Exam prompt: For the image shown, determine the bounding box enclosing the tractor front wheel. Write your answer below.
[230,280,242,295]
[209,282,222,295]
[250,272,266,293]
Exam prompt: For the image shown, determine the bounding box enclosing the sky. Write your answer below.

|---|

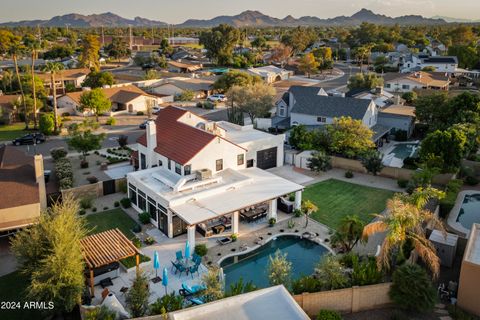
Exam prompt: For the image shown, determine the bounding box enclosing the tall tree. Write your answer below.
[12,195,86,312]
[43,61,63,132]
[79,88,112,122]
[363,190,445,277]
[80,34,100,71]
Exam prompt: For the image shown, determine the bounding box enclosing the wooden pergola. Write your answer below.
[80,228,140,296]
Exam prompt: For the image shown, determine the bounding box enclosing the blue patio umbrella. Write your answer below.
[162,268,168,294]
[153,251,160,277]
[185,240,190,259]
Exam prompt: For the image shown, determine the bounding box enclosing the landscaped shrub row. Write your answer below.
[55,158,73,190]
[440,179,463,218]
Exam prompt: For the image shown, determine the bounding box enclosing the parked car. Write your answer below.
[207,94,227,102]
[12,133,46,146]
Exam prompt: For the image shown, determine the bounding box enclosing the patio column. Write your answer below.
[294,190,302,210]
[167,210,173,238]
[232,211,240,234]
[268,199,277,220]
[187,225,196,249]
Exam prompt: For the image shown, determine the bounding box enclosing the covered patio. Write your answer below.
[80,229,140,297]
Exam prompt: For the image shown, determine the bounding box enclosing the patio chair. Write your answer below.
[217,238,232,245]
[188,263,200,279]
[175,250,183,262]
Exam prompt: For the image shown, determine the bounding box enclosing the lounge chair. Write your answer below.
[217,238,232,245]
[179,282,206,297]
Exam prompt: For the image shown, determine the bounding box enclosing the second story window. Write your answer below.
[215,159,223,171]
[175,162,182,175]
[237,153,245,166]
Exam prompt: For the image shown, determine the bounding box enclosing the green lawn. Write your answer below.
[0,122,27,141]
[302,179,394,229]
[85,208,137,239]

|---|

### Exercise
Reproduce word for word the stretch of the records from the line containing "patio chair. Write your answer below." through the line containing "[85,208,137,239]", both ends included, and give nothing else.

### Solution for this exercise
Exam prompt: For the image shown, determine the bounding box enclosing the patio chair. Write your answer below.
[217,238,232,245]
[188,263,200,279]
[175,250,183,262]
Exam prompt: For the image shown, determine the bounding box enclosing the lounge chair. Write your answer below.
[217,238,232,245]
[179,282,206,297]
Exam prompt: For the image shown, determine the bounding box enclosing the second story window. Write your answer below.
[215,159,223,171]
[175,162,182,175]
[237,153,245,166]
Exam prompt: For the image shown, determine the bounding box enclosing the green lawn. Write your answer below.
[0,122,27,141]
[302,179,394,229]
[85,208,137,239]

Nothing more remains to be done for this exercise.